**ESTRATTO DELLA PAGINA:**
Una particolare forma di accesso alla detenzione domiciliare è attualmente prevista dall'art. 656,10°comma c.p.p., nei confronti dei condannati che, al momento del passaggio in giudicato della sentenza di condanna si trovino sottoposti alla misura cautelare degli arresti domiciliari.
La norma, anch'essa introdotta dalla legge 165/1998 e successivamente modificata dal d.l. 24 novembre 2000 n. 341 convertito, con modificazioni, nella legge 19 gennaio 2001 n. 4, dispone che "nella situazione considerata dal 5°comma" che come è noto prevede il meccanismo della sospensione automatica dell'esecutività dell'ordine di carcerazione nel caso in cui la pena detentiva, anche se costituente residuo di maggior pena, non è superiore a tre anni ovvero a quattro per i tossicodipendenti - "se il condannato si trova agli arresti domiciliari per il fatto oggetto della condanna da eseguire, il pubblico ministero sospende l'esecuzione dell'ordine di carcerazione e trasmette gli atti senza ritardi al Tribunale di Sorveglianza perché provveda alla eventuale applicazione di una delle misure alternative di cui al comma 5" .
Mette conto precisare che, in virtù del rinvio operato al 5°comma dell'art. 656 c.p.p., la norma in esame consente di applicare la detenzione domiciliare anche al condannato che deve espiare una pena superiore a due anni, limite previsto per la detenzione domiciliare generica di cui all'art. 47 ter, 1° comma bis della legge 26.07.1975, n° 354, purché inferiore a tre anni: in tal modo sembra profilarsi una ulteriore figura di detenzione domiciliare il cui ambito di applicazione postula da un lato una pena inferiore a tre anni e dall'altro l'assenza delle condizioni ostative di cui all'art. 4-bis della legge 26.07.1975, n° 354.

**DATI FORNITI:**

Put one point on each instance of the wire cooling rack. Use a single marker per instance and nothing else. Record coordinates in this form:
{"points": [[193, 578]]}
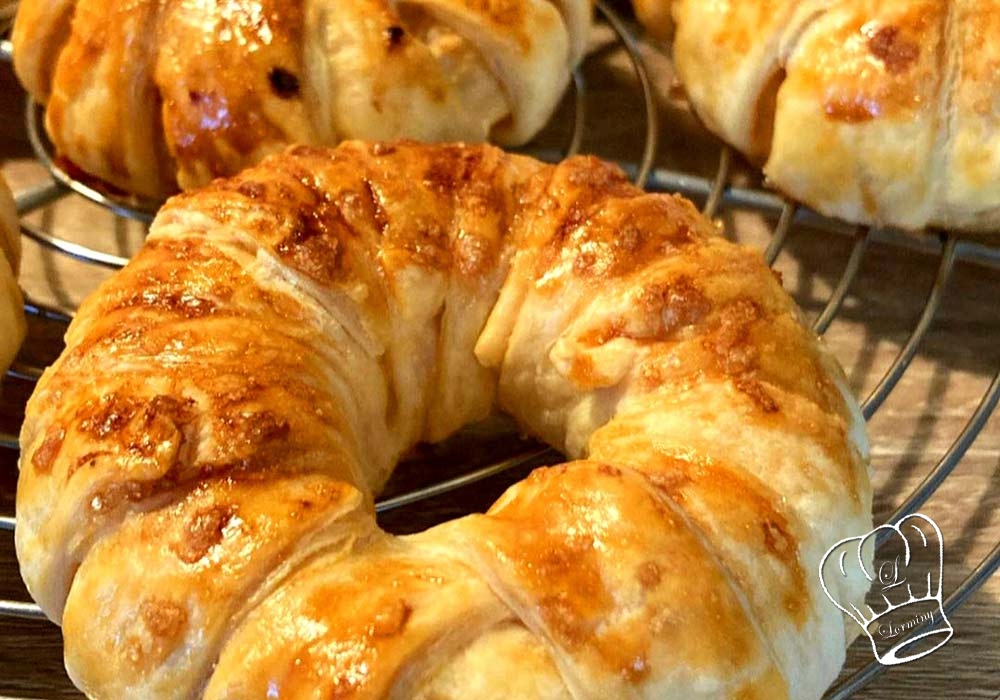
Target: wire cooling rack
{"points": [[719, 194]]}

**COMPITO:** Per favore, prosegui il brano sulla detenzione domiciliare riprendendo subito dopo la sua ultima frase.

**RISPOSTA:**
Nella sua formulazione originaria la norma de qua stabiliva che il Tribunale di Sorveglianza doveva provvedere "senza formalità all'eventuale applicazione della misura alternativa della detenzione domiciliare". Quindi, attraverso un procedimento de plano instaurato a seguito dell'impulso del pubblico ministero e la cui struttura semplificata non consentiva la preventiva instaurazione del contraddittorio, si configurava - nell'ottica del potenziamento degli strumenti di deflazione carceraria che costituisce uno dei principali motivi ispiratori della legge Simeone-Saraceni - una sorta di "conversione automatica" degli arresti domiciliari in detenzione domiciliare, o se si preferisce, un passaggio, senza soluzione di continuità, dagli arresti domiciliari alla detenzione domiciliare.
Il procedimento delineato dalla norma nella sua versione originaria aveva suscitato notevoli critiche: le censure più corrosive si erano appuntate sul potere attribuito al Tribunale di Sorveglianza di decidere senza la preventiva instaurazione del contraddittorio, ciò appariva in contrasto con il principio enunciato dall'art. 24 Cost., soprattutto se si tiene conto del fatto che l'instaurazione del procedimento avveniva su impulso dl pubblico ministero che doveva sospendere l'esecuzione dell'ordine di carcerazione e trasmettere gli atti senza ritardo al Tribunale di Sorveglianza. Poteva dunque accadere che il condannato vedesse trasformarsi il provvedimento applicativo degli arresti domiciliari nella misura alternativa della detenzione domiciliare senza neppure essere portato a conoscenza del fatto che nei suoi confronti era stato instaurato il relativo procedimento.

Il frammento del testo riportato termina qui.